» EXERCISE REQUIREMENTS:
Using the material that follows, output exactly the lines from the one containing "Target: bare tree trunk" through the one containing "x=1141, y=882", with both ends kept.

─── DATASET RECORDS

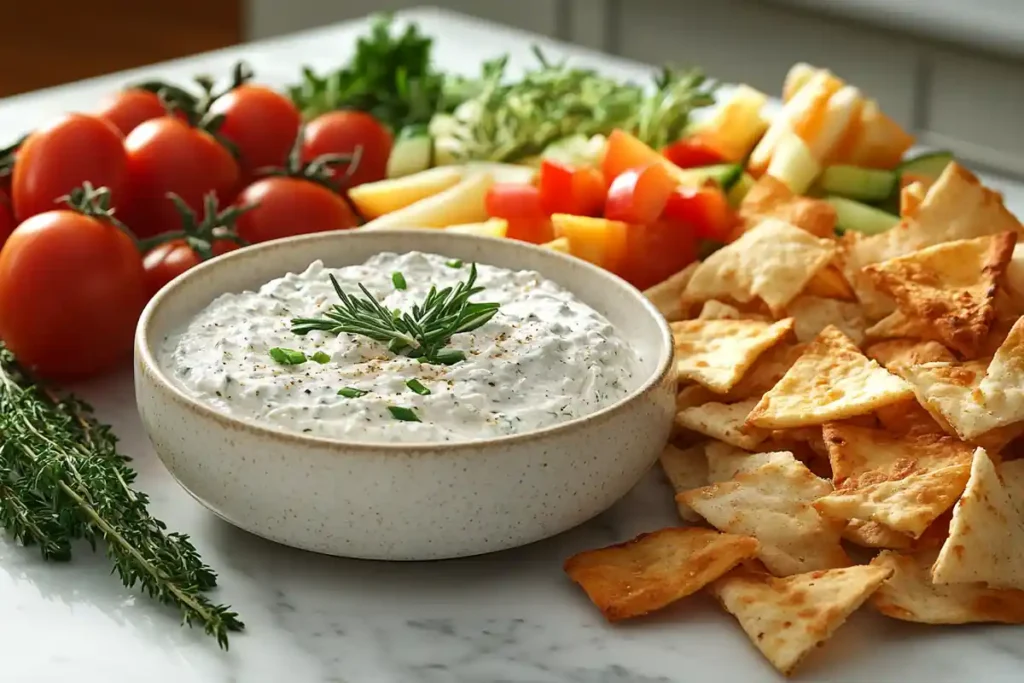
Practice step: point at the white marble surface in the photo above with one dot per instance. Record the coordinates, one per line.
(510, 617)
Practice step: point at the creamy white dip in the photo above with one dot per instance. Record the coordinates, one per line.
(544, 358)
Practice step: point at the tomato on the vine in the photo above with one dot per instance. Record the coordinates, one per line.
(262, 124)
(64, 155)
(71, 290)
(168, 156)
(342, 133)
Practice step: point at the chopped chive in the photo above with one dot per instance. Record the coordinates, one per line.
(416, 386)
(402, 414)
(288, 356)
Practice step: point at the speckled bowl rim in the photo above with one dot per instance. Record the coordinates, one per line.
(147, 357)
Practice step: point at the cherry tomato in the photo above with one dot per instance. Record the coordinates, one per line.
(168, 156)
(128, 109)
(692, 153)
(71, 292)
(705, 210)
(261, 123)
(61, 156)
(639, 196)
(289, 206)
(341, 133)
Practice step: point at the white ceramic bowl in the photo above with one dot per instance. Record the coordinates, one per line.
(403, 502)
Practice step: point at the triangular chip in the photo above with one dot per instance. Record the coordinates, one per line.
(904, 482)
(949, 287)
(686, 469)
(787, 619)
(773, 261)
(725, 422)
(833, 380)
(773, 504)
(986, 536)
(654, 569)
(812, 314)
(717, 353)
(909, 595)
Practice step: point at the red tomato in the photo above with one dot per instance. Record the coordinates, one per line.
(341, 133)
(655, 251)
(261, 123)
(128, 109)
(638, 196)
(64, 155)
(706, 210)
(692, 153)
(168, 156)
(71, 293)
(291, 206)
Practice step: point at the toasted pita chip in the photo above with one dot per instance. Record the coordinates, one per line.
(812, 314)
(717, 353)
(685, 469)
(986, 536)
(787, 619)
(956, 207)
(773, 261)
(832, 380)
(725, 422)
(909, 595)
(949, 287)
(773, 504)
(902, 482)
(655, 569)
(770, 198)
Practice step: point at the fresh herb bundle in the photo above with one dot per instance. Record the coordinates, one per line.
(61, 479)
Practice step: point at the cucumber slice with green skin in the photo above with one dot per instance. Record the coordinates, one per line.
(929, 165)
(862, 184)
(413, 152)
(852, 215)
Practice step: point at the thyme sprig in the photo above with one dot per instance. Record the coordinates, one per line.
(422, 333)
(61, 479)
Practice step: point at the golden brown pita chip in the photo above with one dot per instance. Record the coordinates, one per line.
(772, 261)
(655, 569)
(832, 380)
(909, 595)
(787, 619)
(949, 287)
(685, 469)
(725, 422)
(986, 536)
(773, 504)
(903, 482)
(812, 314)
(717, 353)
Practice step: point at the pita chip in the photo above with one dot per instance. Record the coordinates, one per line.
(949, 288)
(909, 595)
(903, 482)
(772, 261)
(788, 619)
(986, 536)
(655, 569)
(833, 380)
(772, 504)
(717, 353)
(685, 469)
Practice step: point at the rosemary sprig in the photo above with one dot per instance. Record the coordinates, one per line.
(420, 334)
(61, 479)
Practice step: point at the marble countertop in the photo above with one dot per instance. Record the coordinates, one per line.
(511, 616)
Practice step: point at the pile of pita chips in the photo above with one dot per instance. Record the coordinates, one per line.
(830, 411)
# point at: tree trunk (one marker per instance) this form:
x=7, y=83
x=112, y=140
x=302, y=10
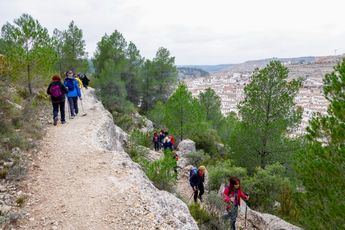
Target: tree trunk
x=29, y=79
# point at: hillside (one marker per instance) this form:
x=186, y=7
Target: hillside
x=229, y=84
x=82, y=178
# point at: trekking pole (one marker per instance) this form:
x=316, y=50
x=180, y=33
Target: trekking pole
x=68, y=109
x=245, y=215
x=81, y=102
x=245, y=218
x=191, y=196
x=82, y=107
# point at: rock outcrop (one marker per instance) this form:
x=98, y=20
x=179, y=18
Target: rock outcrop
x=186, y=146
x=90, y=182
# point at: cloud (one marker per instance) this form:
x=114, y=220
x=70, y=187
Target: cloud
x=199, y=31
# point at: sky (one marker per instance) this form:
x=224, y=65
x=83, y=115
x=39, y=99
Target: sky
x=199, y=31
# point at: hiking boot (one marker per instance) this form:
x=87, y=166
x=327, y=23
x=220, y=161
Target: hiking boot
x=55, y=121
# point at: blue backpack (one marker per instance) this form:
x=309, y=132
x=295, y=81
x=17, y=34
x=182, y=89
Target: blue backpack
x=70, y=84
x=193, y=172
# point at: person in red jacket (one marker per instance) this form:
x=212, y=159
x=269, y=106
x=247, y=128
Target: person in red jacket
x=57, y=92
x=233, y=195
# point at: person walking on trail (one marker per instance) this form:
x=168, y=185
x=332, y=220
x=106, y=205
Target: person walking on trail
x=73, y=93
x=232, y=196
x=167, y=142
x=57, y=92
x=155, y=141
x=80, y=83
x=161, y=139
x=84, y=80
x=196, y=181
x=172, y=140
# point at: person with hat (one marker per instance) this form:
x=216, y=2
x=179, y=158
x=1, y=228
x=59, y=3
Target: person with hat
x=73, y=93
x=196, y=180
x=232, y=196
x=57, y=92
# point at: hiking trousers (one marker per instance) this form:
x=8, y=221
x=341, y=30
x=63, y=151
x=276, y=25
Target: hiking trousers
x=73, y=105
x=232, y=216
x=199, y=192
x=56, y=107
x=156, y=145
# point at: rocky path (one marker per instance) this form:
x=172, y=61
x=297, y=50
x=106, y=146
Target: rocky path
x=82, y=179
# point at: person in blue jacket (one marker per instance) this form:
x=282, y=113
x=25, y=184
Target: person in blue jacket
x=73, y=93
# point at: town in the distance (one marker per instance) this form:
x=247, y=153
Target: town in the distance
x=229, y=81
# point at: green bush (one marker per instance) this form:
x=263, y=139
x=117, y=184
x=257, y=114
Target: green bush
x=207, y=140
x=124, y=121
x=197, y=158
x=137, y=153
x=161, y=172
x=199, y=214
x=141, y=138
x=221, y=172
x=267, y=186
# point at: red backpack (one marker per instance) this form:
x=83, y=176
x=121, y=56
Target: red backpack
x=55, y=91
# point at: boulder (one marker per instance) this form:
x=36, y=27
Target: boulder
x=186, y=146
x=263, y=220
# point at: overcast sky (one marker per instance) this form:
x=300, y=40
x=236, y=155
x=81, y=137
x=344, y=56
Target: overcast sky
x=199, y=31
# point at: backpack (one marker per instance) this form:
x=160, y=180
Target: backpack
x=70, y=85
x=193, y=172
x=55, y=91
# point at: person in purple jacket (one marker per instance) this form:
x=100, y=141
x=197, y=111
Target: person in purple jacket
x=73, y=93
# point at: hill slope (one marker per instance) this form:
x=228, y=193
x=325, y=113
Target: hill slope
x=82, y=179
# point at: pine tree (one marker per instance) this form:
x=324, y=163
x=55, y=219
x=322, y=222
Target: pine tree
x=28, y=48
x=268, y=112
x=183, y=114
x=211, y=104
x=321, y=165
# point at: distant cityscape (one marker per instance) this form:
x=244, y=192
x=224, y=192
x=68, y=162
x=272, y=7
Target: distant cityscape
x=229, y=83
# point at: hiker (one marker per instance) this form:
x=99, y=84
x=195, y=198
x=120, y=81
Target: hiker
x=161, y=139
x=172, y=140
x=175, y=157
x=84, y=80
x=57, y=92
x=167, y=142
x=233, y=195
x=73, y=93
x=196, y=181
x=155, y=141
x=80, y=84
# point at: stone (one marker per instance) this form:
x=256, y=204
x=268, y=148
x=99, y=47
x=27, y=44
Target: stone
x=16, y=151
x=186, y=146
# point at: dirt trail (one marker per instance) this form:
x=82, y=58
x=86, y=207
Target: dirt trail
x=76, y=183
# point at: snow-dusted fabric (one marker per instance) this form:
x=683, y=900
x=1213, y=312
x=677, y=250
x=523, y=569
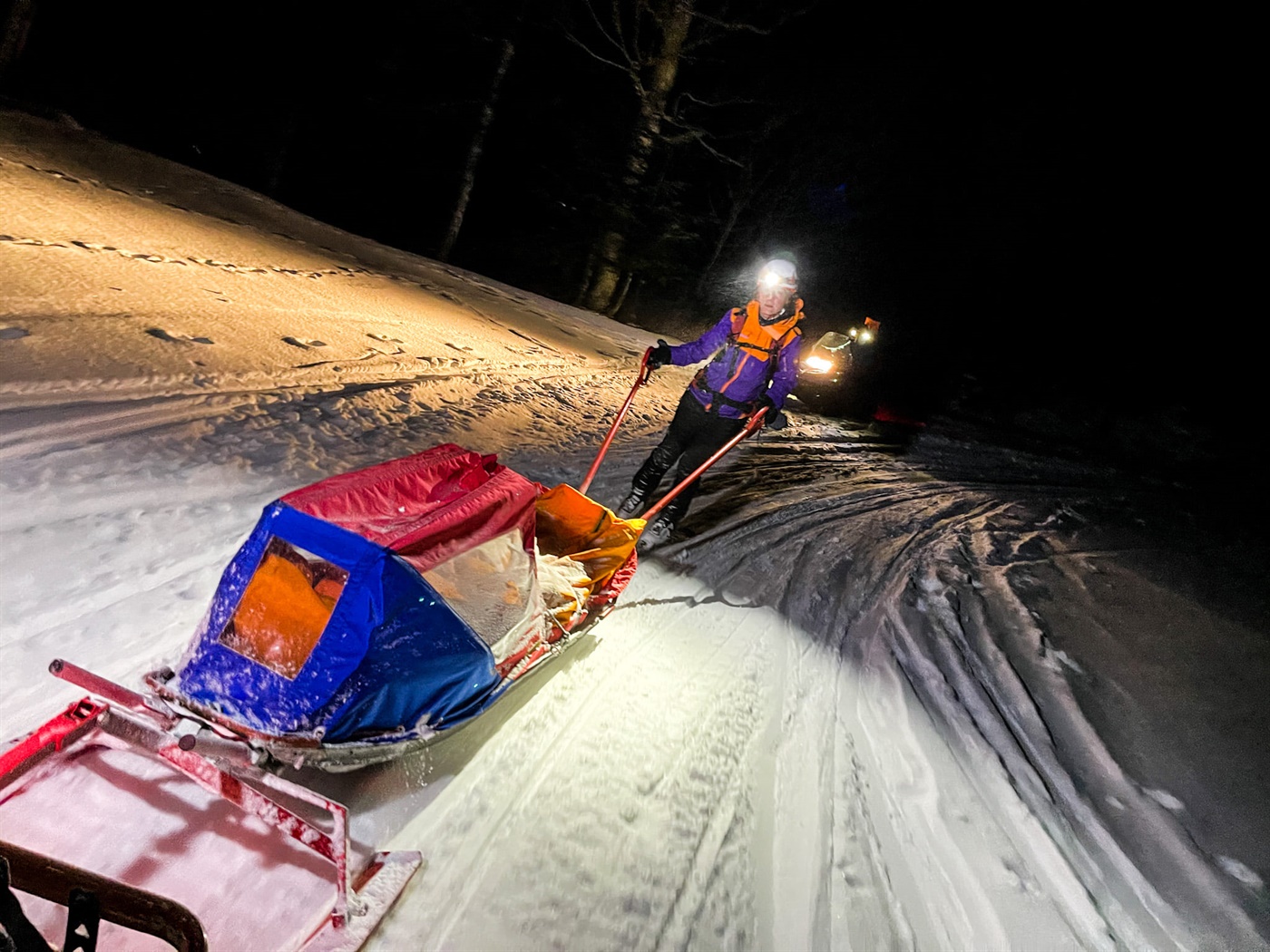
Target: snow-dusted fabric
x=428, y=507
x=329, y=621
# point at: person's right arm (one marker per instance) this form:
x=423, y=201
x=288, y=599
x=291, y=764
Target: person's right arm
x=704, y=346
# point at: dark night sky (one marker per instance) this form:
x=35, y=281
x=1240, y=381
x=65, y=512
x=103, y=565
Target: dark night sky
x=1050, y=199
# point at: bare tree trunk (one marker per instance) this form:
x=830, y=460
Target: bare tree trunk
x=16, y=27
x=664, y=65
x=465, y=189
x=739, y=199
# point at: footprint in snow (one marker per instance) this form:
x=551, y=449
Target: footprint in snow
x=1166, y=800
x=177, y=338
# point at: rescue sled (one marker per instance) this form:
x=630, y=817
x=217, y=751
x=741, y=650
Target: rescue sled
x=365, y=616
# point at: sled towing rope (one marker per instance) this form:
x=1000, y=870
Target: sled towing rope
x=645, y=374
x=753, y=423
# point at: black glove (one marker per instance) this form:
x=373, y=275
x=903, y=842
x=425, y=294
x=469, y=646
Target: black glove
x=660, y=355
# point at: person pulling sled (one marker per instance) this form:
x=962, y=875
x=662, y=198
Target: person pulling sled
x=753, y=353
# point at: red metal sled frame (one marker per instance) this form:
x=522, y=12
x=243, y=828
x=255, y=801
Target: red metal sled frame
x=240, y=783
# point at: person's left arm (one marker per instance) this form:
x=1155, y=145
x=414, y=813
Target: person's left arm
x=786, y=372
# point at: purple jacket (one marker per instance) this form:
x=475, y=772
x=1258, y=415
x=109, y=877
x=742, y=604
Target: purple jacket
x=738, y=376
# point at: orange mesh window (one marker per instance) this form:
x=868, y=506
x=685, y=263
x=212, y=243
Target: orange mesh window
x=285, y=609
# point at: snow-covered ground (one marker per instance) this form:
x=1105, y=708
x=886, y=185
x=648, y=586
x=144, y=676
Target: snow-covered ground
x=943, y=695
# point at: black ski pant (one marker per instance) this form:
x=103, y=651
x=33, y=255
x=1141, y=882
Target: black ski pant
x=692, y=438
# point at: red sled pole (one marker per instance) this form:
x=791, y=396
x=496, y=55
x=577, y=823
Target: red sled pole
x=644, y=374
x=752, y=424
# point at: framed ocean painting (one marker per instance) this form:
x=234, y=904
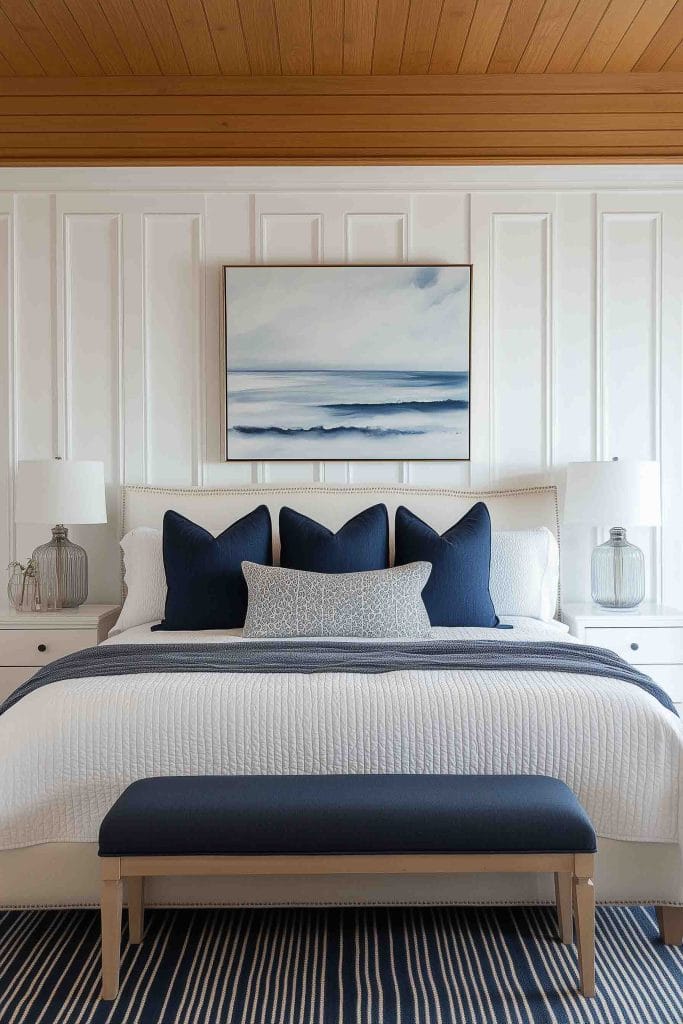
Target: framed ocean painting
x=347, y=363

──────

» TASK RESPONSE:
Target: bare tree trunk
x=16, y=27
x=664, y=65
x=465, y=189
x=739, y=199
# point at: footprint in snow (one marker per instance) this form:
x=551, y=449
Target: footprint in snow
x=1166, y=800
x=177, y=338
# point at: rescue sled (one marker per instance) this form:
x=630, y=817
x=217, y=751
x=741, y=650
Target: rescue sled
x=365, y=616
# point at: sled towing rope (one marker per instance) this form:
x=1000, y=870
Target: sled towing rope
x=645, y=374
x=753, y=423
# point at: black glove (one marker per instance) this form:
x=373, y=275
x=903, y=842
x=425, y=294
x=469, y=646
Target: black glove
x=660, y=355
# point at: person pulling sled (one marker per instance) this form:
x=962, y=875
x=662, y=198
Target: person pulling sled
x=753, y=353
# point at: red metal sled frame (one marker per instance) this form:
x=522, y=12
x=243, y=828
x=255, y=801
Target: red metal sled frame
x=240, y=783
# point at: person's left arm (one marker per instance) this form:
x=1155, y=145
x=414, y=813
Target: person's left arm
x=786, y=372
# point at: purple jacket (one marker per instance) this form:
x=475, y=772
x=1258, y=415
x=109, y=877
x=742, y=604
Target: purple jacket
x=738, y=376
# point at: orange mesh window (one marker per instance) this form:
x=868, y=506
x=685, y=263
x=212, y=243
Target: orange mesh window
x=285, y=609
# point at: snow-covered ground (one marker per instance) this form:
x=1105, y=708
x=886, y=185
x=648, y=586
x=144, y=676
Target: snow-covered ground
x=943, y=695
# point at: black ski pant (one marker per instance) this form:
x=103, y=651
x=33, y=255
x=1141, y=882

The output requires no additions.